Rewrite every entry below, putting "labeled values" wherever "named values" occurs and keeping everything else the same.

[Entries for bounding box labeling]
---*---
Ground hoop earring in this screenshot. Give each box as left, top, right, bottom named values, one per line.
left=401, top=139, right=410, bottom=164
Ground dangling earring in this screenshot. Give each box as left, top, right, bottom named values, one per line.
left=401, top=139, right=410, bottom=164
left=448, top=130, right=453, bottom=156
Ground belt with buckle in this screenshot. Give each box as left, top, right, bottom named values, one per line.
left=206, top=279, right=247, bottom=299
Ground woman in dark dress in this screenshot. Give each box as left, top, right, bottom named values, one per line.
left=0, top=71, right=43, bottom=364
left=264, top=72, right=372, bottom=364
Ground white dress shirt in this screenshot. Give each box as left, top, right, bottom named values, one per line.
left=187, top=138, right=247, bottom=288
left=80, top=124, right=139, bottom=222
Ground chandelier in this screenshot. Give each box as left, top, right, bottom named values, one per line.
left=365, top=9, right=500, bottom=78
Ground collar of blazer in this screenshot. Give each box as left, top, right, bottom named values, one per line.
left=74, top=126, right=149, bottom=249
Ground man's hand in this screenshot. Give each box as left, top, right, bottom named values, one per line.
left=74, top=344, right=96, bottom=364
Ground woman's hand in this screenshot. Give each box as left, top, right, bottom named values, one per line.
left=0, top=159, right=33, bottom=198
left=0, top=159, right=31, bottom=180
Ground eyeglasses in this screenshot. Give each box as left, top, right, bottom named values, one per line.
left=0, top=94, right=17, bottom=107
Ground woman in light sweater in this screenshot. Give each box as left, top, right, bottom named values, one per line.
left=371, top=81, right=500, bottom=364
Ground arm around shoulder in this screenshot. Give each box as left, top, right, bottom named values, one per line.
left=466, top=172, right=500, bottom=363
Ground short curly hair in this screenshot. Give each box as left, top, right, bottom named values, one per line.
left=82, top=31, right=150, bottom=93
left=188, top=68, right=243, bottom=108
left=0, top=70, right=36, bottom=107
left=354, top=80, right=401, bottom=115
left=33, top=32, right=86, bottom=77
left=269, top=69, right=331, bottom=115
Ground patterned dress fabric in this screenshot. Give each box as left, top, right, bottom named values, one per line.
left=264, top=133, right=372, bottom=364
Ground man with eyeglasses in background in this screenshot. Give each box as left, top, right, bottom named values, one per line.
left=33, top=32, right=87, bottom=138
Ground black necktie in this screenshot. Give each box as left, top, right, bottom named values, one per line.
---*---
Exercise answer:
Ground hoop earring in this screenshot. Give each box as left, top, right, bottom labeled values, one per line.
left=401, top=139, right=410, bottom=164
Ground dangling earring in this screenshot. Give each box as left, top, right, bottom labeled values, one per line.
left=401, top=139, right=410, bottom=164
left=448, top=130, right=453, bottom=156
Ground belt with buckle in this screenshot. Give each box as left, top, right, bottom labeled values, one per line.
left=206, top=279, right=247, bottom=299
Ground woman in dark dress in this screenshot. Give each box as left, top, right, bottom labeled values, one per line.
left=0, top=71, right=43, bottom=364
left=264, top=72, right=372, bottom=364
Ground white dress shirt in this screenshot. Give each box as left, top, right, bottom labeled values, one per line.
left=187, top=138, right=247, bottom=288
left=80, top=124, right=139, bottom=222
Ground chandelier in this screenshot. Give each box as left, top, right, bottom labeled values, one per line.
left=365, top=9, right=500, bottom=78
Ground collar of blazer in this screenshot. Give each box as left, top, right, bottom labeled values, one per line.
left=74, top=126, right=149, bottom=249
Ground man's hand in this screenshot. Give each box as left, top, right, bottom labeled values, one per line.
left=74, top=344, right=96, bottom=364
Ground woman's hand in this screenshot. Give each box as left, top, right, bottom labeled values, one per line.
left=0, top=159, right=33, bottom=198
left=0, top=159, right=31, bottom=180
Ground eyeglasses in this screenshot. Give each box as left, top, right, bottom labeled values, one per line.
left=0, top=94, right=17, bottom=107
Ground woman in light sweater in this screenshot. Give each box as left, top, right, bottom labeled values, one per line.
left=371, top=81, right=500, bottom=364
Ground arm around shoulder in this screenshot. Give each box as left, top, right, bottom labeled values, one per line.
left=466, top=172, right=500, bottom=363
Ground short curly hair in this screenshot. Give each box as left, top, right, bottom labeled values, one per line.
left=82, top=31, right=150, bottom=93
left=188, top=68, right=243, bottom=108
left=0, top=70, right=36, bottom=107
left=354, top=80, right=401, bottom=115
left=33, top=32, right=86, bottom=77
left=269, top=69, right=331, bottom=115
Ground patterned dress fabric in this screenshot. Give each box as left, top, right, bottom labeled values, one per line.
left=264, top=133, right=372, bottom=364
Ground man with eyeglasses in background in this screenshot. Give each box as left, top, right, bottom labeled values, one per line.
left=33, top=32, right=87, bottom=138
Ground black necktie in this screenshot. Give each box as left, top, right, bottom labeled values, one per line.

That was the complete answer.